# QUOTED PASSAGE:

Additionally, CompX's cost for steel continues to rise dramatically due to
the continued high demand and shortages worldwide. While CompX has thus far been
able to pass a majority of its higher raw material costs on to its customers
through price increases and surcharges, there is no assurance that it would be
able to continue to pass along any additional higher costs to its customers. The
price increases and surcharges may accelerate the efforts of some of CompX's
customers to find less expensive products from foreign manufacturers. CompX will
continue to focus on cost improvement initiatives, utilizing lean manufacturing
techniques and prudent balance sheet management in order to minimize the impact
of lower sales, particularly to the office furniture industry, and to develop
value-added customer relationships with additional focus on sales of CompX's
higher-margin ergonomic computer support systems to improve operating results.
CompX expects the operating results of its operations in the Netherlands
will continue to improve, CompX is evaluating the overall strategic role of such
operations for CompX as a whole, and additional actions could be taken in the
future, including the possible sale of some or all of such operations, and
additional actions could be taken in the future that could result in significant
charges for asset impairment, including goodwill, and other costs in future
periods. These actions, along with other activities to eliminate excess
capacity, are designed to position CompX to more effectively expand on new
product and new market opportunities to improve CompX's profitability.

# DATASET ENTRIES:

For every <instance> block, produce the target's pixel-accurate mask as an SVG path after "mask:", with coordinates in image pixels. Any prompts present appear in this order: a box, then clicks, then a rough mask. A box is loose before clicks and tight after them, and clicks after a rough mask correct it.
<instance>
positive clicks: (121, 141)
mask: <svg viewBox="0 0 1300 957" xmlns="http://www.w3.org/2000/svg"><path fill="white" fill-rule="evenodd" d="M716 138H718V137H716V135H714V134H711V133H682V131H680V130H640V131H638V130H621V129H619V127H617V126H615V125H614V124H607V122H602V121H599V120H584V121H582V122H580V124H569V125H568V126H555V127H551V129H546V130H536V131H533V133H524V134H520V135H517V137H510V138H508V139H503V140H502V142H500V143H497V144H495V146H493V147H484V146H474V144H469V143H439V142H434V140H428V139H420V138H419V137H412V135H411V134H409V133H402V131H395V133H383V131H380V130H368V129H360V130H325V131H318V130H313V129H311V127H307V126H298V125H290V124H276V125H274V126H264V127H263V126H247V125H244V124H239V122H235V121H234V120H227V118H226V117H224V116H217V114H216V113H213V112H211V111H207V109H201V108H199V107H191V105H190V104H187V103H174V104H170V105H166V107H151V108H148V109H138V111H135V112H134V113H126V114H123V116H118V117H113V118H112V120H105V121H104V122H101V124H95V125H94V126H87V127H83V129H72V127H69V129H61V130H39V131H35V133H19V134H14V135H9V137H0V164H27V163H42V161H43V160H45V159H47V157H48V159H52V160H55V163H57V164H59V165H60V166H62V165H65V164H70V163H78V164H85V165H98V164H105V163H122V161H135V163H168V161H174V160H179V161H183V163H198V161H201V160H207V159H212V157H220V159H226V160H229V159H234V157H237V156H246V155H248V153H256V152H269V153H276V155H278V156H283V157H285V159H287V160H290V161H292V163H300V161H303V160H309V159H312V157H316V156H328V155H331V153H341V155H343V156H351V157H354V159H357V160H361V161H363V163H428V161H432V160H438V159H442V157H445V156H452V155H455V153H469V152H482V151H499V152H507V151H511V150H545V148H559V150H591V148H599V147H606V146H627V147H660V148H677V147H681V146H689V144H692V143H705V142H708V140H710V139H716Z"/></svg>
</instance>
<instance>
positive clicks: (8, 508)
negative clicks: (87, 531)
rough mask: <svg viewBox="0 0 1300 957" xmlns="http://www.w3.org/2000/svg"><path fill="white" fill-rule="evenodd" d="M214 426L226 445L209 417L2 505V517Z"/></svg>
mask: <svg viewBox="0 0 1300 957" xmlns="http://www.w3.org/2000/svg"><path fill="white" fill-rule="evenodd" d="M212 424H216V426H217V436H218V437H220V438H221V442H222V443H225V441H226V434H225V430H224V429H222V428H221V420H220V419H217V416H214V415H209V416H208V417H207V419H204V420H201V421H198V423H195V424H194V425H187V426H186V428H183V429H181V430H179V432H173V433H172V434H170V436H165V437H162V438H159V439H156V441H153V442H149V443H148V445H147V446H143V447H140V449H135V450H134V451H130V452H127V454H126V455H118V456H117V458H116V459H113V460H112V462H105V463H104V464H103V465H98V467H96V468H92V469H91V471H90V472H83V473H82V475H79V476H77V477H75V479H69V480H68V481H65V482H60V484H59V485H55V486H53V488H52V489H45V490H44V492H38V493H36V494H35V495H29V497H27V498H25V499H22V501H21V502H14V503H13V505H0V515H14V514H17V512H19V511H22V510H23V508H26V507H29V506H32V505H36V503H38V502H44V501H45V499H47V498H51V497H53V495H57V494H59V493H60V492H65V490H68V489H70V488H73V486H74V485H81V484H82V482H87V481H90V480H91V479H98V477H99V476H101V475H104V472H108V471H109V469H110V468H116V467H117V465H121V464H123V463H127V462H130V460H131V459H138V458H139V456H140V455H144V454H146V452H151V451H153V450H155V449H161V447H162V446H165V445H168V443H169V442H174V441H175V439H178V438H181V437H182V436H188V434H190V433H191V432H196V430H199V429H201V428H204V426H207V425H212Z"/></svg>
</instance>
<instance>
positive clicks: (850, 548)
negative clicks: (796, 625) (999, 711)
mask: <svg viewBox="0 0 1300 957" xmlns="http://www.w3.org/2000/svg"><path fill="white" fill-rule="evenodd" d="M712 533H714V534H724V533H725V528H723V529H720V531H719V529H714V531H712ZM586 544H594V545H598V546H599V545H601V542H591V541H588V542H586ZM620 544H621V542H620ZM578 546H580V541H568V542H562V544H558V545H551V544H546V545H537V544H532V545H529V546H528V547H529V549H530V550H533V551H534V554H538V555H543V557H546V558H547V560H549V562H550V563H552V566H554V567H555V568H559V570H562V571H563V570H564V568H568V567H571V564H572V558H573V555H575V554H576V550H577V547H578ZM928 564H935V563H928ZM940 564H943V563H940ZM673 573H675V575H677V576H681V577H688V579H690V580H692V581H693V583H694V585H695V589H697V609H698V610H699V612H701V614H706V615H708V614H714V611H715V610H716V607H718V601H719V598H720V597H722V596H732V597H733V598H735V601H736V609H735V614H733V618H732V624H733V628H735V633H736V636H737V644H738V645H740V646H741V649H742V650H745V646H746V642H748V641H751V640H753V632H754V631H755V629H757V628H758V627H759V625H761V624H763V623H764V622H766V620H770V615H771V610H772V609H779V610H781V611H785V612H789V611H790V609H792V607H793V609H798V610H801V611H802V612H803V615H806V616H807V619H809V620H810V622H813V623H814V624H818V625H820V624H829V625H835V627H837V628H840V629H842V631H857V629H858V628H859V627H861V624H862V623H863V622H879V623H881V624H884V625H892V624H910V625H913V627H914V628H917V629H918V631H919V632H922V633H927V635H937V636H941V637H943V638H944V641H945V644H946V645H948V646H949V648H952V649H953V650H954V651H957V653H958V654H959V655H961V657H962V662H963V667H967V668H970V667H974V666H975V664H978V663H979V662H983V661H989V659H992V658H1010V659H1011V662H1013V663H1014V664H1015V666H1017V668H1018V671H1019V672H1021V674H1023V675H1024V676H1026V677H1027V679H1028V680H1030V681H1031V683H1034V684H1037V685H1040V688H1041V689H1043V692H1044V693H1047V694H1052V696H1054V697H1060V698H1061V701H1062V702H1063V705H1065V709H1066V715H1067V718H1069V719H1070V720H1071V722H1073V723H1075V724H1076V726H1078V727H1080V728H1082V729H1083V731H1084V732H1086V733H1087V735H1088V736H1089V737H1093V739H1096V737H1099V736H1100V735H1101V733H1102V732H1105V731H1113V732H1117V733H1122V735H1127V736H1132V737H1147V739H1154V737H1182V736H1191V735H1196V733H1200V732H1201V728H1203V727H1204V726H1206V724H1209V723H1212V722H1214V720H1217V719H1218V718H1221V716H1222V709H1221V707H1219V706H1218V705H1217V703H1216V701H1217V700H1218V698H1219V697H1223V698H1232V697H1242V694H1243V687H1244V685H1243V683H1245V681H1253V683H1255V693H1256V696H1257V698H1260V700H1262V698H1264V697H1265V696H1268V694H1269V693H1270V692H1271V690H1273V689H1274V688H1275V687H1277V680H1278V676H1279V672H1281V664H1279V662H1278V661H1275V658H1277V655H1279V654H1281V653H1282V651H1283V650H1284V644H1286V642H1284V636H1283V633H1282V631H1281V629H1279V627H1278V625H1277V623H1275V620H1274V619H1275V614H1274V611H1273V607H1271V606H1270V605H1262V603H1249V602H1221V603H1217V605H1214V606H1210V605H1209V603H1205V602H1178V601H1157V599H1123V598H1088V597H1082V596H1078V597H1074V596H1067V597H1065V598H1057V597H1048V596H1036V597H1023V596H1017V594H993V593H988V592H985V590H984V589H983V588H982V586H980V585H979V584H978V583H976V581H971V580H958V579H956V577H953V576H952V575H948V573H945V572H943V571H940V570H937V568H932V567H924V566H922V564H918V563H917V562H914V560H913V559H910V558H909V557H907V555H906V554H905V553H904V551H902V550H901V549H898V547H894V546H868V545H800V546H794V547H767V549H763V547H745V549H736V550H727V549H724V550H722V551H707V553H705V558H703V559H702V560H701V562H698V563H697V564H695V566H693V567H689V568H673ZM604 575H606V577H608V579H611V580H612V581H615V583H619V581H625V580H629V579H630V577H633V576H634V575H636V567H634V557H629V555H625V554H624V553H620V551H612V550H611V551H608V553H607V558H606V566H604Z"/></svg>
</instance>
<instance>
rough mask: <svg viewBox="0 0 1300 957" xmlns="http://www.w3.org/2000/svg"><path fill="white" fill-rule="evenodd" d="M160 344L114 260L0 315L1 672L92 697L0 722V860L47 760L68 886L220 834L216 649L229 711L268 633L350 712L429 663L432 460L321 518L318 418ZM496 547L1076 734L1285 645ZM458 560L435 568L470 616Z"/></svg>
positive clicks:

# REQUIREMENT:
Answer these questions from the passage on CompX's operations:
1. According to the passage, why does CompX's cost for steel continue to rise?
2. Which industry is singled out in connection with lower sales?
3. What possible future action is mentioned for CompX's operations in the Netherlands?

# WRITTEN REPLY:
1. The continued high demand and worldwide shortages.
2. The office furniture industry.
3. The possible sale of some or all of those operations.